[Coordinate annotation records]
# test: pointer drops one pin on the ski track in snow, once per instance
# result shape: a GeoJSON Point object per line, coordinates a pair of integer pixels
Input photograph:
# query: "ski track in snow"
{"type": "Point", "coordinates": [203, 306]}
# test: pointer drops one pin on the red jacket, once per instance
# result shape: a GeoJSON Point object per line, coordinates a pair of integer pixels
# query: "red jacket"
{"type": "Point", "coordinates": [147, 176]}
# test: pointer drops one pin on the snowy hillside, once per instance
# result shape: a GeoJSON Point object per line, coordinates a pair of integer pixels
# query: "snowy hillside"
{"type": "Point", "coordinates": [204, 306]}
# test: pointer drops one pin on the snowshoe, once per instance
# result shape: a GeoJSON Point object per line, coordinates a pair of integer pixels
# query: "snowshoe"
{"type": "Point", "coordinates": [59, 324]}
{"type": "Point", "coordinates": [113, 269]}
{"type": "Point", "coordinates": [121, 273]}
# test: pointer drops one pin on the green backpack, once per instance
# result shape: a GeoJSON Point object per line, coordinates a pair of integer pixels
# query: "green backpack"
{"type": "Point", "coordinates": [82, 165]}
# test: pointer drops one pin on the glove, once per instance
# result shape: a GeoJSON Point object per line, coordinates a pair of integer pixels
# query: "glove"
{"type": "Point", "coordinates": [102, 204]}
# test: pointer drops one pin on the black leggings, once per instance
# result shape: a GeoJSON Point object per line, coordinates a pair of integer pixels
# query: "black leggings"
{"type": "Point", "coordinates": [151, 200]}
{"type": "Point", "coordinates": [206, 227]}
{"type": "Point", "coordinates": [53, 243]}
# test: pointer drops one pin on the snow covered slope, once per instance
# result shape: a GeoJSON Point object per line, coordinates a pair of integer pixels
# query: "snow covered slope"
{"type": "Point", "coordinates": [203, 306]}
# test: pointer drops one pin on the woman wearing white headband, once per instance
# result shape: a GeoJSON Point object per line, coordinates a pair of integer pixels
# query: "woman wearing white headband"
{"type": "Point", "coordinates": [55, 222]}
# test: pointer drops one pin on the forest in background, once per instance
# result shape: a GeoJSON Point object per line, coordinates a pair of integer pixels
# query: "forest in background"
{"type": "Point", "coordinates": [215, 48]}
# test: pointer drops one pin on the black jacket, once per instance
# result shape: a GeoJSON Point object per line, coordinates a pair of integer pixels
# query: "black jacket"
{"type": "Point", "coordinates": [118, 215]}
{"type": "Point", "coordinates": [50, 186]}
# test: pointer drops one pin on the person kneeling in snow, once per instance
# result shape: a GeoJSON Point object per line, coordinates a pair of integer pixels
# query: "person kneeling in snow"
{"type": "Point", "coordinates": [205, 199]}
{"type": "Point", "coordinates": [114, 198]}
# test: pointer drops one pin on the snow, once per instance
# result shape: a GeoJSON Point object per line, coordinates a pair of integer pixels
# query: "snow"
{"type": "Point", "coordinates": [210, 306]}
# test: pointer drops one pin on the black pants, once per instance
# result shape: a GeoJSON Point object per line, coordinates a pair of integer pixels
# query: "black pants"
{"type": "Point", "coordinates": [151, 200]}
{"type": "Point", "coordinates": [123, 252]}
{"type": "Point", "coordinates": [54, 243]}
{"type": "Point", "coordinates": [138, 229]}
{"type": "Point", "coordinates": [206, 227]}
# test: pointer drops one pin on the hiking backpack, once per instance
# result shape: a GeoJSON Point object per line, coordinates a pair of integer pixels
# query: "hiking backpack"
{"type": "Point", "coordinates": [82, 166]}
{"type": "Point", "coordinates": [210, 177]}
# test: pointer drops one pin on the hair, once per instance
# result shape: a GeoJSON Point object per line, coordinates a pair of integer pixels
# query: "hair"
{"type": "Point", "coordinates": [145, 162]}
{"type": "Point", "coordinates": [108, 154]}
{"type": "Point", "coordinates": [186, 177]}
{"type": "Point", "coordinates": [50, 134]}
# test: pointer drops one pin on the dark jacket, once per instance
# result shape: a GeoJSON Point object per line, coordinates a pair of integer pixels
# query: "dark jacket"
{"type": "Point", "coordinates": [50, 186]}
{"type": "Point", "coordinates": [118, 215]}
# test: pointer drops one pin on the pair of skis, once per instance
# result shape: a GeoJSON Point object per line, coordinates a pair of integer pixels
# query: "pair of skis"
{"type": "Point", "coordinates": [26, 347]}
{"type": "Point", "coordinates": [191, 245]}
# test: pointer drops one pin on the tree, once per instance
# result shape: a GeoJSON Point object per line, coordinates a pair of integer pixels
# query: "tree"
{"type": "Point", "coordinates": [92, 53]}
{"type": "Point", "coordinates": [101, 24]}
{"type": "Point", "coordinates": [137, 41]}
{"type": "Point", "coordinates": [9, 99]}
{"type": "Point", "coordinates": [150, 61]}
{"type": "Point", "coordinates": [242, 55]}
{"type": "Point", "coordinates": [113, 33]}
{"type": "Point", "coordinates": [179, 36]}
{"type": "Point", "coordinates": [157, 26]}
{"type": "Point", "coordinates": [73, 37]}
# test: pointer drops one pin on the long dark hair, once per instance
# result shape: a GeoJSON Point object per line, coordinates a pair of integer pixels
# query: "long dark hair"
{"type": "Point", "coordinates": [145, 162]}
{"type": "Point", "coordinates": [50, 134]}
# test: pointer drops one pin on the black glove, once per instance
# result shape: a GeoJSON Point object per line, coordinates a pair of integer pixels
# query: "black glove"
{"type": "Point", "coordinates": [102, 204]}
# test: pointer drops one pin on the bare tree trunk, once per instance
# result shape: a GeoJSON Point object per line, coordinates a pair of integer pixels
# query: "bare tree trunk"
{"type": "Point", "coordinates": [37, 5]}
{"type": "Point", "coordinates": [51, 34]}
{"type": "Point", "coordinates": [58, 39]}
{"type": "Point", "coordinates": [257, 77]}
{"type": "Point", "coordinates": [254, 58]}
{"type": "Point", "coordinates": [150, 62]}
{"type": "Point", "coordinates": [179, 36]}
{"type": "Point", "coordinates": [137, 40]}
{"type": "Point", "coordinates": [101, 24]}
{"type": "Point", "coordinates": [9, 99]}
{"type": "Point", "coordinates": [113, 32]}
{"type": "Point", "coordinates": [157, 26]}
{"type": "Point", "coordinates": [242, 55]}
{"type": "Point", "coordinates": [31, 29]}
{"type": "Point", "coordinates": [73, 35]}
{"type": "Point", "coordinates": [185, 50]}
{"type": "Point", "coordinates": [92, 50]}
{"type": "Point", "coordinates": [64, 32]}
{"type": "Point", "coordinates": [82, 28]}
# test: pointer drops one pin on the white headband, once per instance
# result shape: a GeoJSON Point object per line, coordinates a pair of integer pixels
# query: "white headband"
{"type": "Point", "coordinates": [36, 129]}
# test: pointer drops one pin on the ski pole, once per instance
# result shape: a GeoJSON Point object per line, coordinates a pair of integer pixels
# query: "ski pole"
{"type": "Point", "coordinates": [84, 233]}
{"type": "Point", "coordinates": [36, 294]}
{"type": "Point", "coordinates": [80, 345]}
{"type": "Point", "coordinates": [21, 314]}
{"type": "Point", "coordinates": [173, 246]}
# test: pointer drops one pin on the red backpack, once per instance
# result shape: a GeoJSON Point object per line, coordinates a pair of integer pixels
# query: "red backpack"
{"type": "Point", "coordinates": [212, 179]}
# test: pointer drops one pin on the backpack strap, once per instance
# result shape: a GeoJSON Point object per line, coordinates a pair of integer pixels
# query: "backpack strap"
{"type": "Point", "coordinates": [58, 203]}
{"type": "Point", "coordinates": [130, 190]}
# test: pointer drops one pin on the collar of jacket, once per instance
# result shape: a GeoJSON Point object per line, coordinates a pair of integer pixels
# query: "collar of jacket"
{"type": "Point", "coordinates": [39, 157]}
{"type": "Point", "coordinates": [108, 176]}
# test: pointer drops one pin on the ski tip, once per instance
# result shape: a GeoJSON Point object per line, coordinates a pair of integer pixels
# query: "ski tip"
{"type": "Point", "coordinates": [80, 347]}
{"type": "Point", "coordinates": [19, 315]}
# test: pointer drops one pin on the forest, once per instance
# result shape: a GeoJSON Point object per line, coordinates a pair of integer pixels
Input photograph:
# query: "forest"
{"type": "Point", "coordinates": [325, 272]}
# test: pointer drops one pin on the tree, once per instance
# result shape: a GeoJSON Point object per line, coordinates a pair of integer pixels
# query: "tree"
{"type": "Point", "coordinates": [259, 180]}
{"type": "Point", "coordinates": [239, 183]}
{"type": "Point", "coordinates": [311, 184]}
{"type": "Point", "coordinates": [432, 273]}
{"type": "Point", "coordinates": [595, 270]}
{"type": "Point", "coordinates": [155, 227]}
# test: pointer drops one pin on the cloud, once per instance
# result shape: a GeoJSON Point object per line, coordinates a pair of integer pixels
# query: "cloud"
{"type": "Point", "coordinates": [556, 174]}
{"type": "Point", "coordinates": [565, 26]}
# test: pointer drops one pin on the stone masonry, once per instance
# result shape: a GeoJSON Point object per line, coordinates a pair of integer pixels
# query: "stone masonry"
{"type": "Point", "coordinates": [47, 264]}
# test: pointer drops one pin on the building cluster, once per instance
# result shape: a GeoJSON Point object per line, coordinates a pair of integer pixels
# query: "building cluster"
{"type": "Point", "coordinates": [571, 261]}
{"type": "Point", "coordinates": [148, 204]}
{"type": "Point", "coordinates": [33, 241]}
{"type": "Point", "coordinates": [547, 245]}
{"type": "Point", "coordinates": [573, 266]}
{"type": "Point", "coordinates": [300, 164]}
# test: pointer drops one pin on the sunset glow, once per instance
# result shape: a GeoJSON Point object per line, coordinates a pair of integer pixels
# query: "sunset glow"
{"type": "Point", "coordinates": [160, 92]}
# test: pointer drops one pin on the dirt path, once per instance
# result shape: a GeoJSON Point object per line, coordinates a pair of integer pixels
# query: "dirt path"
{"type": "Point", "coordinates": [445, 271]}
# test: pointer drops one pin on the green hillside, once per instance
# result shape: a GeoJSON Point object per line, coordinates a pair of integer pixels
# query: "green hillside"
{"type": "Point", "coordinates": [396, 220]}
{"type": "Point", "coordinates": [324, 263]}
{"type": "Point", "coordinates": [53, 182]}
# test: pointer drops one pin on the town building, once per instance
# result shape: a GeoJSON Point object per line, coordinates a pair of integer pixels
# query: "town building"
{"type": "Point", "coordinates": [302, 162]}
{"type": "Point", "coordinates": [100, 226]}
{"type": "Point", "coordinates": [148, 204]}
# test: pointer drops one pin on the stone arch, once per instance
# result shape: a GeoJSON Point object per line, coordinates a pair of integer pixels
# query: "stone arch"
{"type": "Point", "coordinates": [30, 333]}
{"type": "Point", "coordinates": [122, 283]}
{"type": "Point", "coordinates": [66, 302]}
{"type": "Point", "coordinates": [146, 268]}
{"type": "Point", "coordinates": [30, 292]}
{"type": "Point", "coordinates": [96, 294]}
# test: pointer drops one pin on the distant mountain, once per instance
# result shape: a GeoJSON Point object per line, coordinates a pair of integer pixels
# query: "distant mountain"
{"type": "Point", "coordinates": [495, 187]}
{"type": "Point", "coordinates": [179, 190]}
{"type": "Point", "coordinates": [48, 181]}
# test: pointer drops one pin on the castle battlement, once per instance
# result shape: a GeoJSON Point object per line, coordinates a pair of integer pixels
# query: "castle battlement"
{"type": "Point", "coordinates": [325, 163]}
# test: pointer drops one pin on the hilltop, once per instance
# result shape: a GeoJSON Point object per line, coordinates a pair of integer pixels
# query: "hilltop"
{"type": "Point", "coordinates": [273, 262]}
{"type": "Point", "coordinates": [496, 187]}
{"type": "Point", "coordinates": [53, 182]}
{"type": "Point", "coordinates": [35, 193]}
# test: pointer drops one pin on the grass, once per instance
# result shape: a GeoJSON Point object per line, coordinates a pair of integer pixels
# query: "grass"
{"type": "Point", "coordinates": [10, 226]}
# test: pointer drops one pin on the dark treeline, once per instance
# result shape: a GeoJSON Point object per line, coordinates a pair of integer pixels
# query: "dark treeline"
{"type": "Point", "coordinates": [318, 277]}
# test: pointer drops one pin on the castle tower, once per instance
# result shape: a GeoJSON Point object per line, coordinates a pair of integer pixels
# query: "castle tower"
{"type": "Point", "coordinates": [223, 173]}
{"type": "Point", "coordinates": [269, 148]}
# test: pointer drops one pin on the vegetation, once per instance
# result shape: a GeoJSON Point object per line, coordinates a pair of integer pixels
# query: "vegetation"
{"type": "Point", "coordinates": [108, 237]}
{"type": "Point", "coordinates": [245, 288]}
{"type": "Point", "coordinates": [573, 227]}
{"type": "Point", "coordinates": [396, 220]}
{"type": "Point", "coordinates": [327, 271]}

Written problem: Return the lines from the line containing "# test: pointer drops one pin on the distant" to the end of the entries above, exactly as they appear and with no other output.

Reply to the task:
# test: pointer drops one pin on the distant mountain, once per instance
# result shape: a GeoJSON Point object per line, coordinates a pair of integer pixels
# query: "distant mountain"
{"type": "Point", "coordinates": [495, 187]}
{"type": "Point", "coordinates": [179, 190]}
{"type": "Point", "coordinates": [48, 181]}
# test: pointer drops one pin on the castle battlement, once per instance
# result shape: a GeoJSON Point object per line, coordinates a pair of integer pixels
# query: "castle battlement"
{"type": "Point", "coordinates": [325, 163]}
# test: pointer drops one pin on the hilltop, once per instance
# result shape: a GeoJSON Point object per line, coordinates a pair of integer pixels
# query: "hilltop"
{"type": "Point", "coordinates": [273, 262]}
{"type": "Point", "coordinates": [496, 187]}
{"type": "Point", "coordinates": [53, 182]}
{"type": "Point", "coordinates": [35, 193]}
# test: pointer drops one pin on the grass, once per instance
# result shape: a GeoJSON Point object per line, coordinates a pair of integer pixels
# query: "grass"
{"type": "Point", "coordinates": [10, 226]}
# test: pointer drops one pin on the dark treeline, once per instance
# result shape: a GeoJSON Point object per line, coordinates a pair of integer pixels
# query: "dark treeline"
{"type": "Point", "coordinates": [318, 277]}
# test: pointer drops one pin on the castle tower, once per instance
# result shape: a GeoJSON Point object per line, coordinates a pair of integer pixels
# query: "castle tower"
{"type": "Point", "coordinates": [223, 173]}
{"type": "Point", "coordinates": [269, 148]}
# test: pointer drops one pin on the vegetation, once per instance
# result shape: a GeoJSON Point object per line, coordinates a pair of integer pixels
# query: "vegetation"
{"type": "Point", "coordinates": [108, 237]}
{"type": "Point", "coordinates": [245, 288]}
{"type": "Point", "coordinates": [573, 227]}
{"type": "Point", "coordinates": [396, 220]}
{"type": "Point", "coordinates": [327, 271]}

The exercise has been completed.